* _Task description_: Without including the pictures, copy out every line below.

[Excerpt from a dataset]

-- start --

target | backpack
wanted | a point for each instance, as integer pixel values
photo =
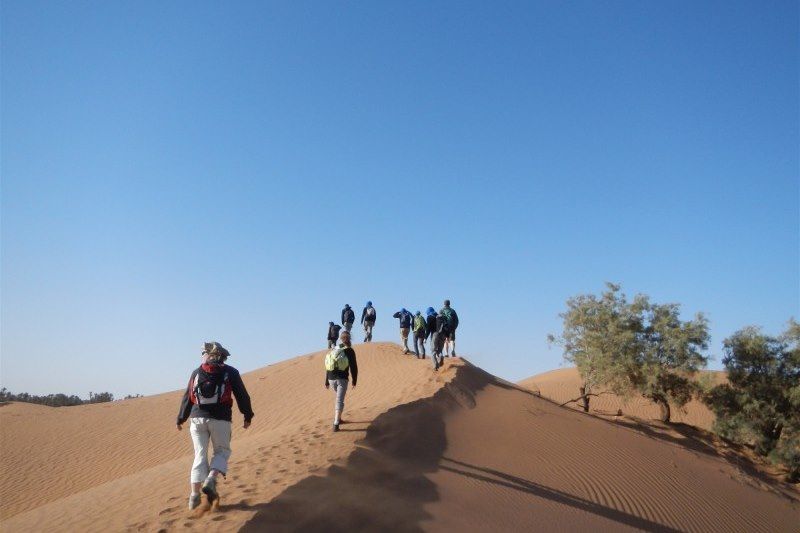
(450, 318)
(211, 388)
(336, 359)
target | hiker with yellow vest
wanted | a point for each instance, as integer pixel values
(339, 362)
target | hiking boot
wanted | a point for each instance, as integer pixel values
(210, 489)
(194, 501)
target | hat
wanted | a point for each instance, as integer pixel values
(215, 351)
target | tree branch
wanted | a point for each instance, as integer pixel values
(585, 396)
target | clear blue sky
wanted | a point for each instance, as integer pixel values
(174, 172)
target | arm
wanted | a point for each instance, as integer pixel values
(242, 398)
(186, 404)
(353, 365)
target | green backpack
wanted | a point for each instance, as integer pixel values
(336, 360)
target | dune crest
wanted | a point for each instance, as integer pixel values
(454, 450)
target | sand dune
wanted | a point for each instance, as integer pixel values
(457, 450)
(562, 385)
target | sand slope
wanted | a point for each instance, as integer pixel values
(562, 385)
(458, 450)
(124, 465)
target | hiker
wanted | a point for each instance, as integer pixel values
(348, 317)
(338, 364)
(431, 324)
(368, 316)
(451, 317)
(405, 326)
(420, 332)
(208, 404)
(333, 334)
(442, 332)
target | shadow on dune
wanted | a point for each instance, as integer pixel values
(700, 441)
(383, 484)
(523, 485)
(693, 439)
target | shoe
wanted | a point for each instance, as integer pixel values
(210, 489)
(194, 501)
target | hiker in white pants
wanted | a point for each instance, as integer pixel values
(208, 403)
(338, 364)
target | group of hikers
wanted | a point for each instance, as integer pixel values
(207, 402)
(437, 328)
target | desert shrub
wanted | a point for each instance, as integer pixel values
(760, 404)
(54, 400)
(636, 347)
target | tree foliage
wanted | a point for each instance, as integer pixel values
(634, 347)
(54, 400)
(760, 404)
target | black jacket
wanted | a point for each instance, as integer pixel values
(345, 374)
(348, 315)
(364, 315)
(431, 325)
(333, 332)
(405, 318)
(219, 411)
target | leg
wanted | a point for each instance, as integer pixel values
(221, 442)
(340, 389)
(198, 428)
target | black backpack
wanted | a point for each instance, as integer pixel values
(211, 388)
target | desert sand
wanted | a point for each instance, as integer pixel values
(454, 450)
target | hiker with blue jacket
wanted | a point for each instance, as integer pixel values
(442, 332)
(339, 362)
(405, 326)
(420, 332)
(348, 317)
(208, 405)
(431, 325)
(368, 316)
(451, 317)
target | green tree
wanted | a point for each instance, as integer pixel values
(636, 347)
(760, 404)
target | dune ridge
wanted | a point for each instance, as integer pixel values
(456, 450)
(563, 384)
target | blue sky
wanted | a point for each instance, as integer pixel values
(174, 172)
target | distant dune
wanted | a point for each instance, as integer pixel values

-- end --

* _Task response_:
target | backpack
wanted | a point for each instance, as integer pixel values
photo =
(450, 318)
(211, 388)
(336, 359)
target | hiker with yellow vest
wanted | a point for each instance, as integer pixel values
(339, 362)
target | hiking boot
wanted | a point for each instance, as integer pixel values
(210, 489)
(194, 501)
target | hat
wanted | a point for each instance, as integer pixel values
(215, 351)
target | tree branch
wanted | a point for each instance, as integer pixel values
(585, 396)
target | clear blue sky
wanted | a point for each instance, as integer pixel values
(174, 172)
target | arm
wanted | a point for each instance, as integer pixel values
(242, 398)
(186, 404)
(353, 365)
target | green backpack
wanted | a point for each instance, as integer pixel values
(336, 360)
target | dune crest
wanted | a point for each instance, as integer pixel values
(454, 450)
target | sand dune
wanted | a point for each instance, as integer pixel values
(457, 450)
(562, 385)
target | sand slope
wanted | a point for each instance, as integer pixel values
(562, 385)
(458, 450)
(124, 465)
target | hiker
wanted | a point for each instance, as integer pixel values
(348, 317)
(338, 364)
(431, 324)
(368, 316)
(451, 317)
(405, 326)
(420, 332)
(208, 404)
(333, 334)
(442, 332)
target | shadow on dune
wanted | a point for each instance, as integer pixel values
(700, 441)
(383, 484)
(523, 485)
(693, 439)
target | shoe
wanted | a point for each instance, as integer pixel values
(210, 489)
(194, 501)
target | hiker in white pants
wanted | a point for each instance, as integer pixel values
(208, 403)
(338, 364)
target | group of hikers
wanted | a point for each instance, as integer pixel values
(207, 402)
(437, 328)
target | desert shrub
wanted | a point for each instance, as integer pixel values
(760, 404)
(54, 400)
(636, 347)
target | tree foliage
wanted | a point for each instance, as integer pixel values
(634, 347)
(54, 400)
(760, 404)
target | black jacket
wanted | a point for each instance, as integer pixel values
(345, 374)
(348, 315)
(364, 315)
(431, 325)
(333, 332)
(405, 318)
(219, 411)
target | leg
wanted | a point for each instance, as integer pixel values
(221, 442)
(340, 389)
(198, 428)
target | black backpack
wanted | a point for each instance, as integer pixel values
(211, 388)
target | desert sand
wanted | a point for each instance, as integer pixel values
(454, 450)
target | hiker with blue jacket
wanted | a point for each instance, as integer pixel values
(442, 332)
(339, 362)
(405, 326)
(420, 332)
(348, 317)
(208, 405)
(431, 325)
(368, 316)
(451, 317)
target | green tree
wanted | a point for each instance, as integer pixel values
(636, 347)
(760, 404)
target | dune ridge
wanted | a point for each instance, as integer pixel values
(456, 450)
(563, 384)
target | blue sky
wanted | a point for each instance, as integer pixel values
(174, 172)
target | distant dune
wanted | a point for each instance, as integer pixel values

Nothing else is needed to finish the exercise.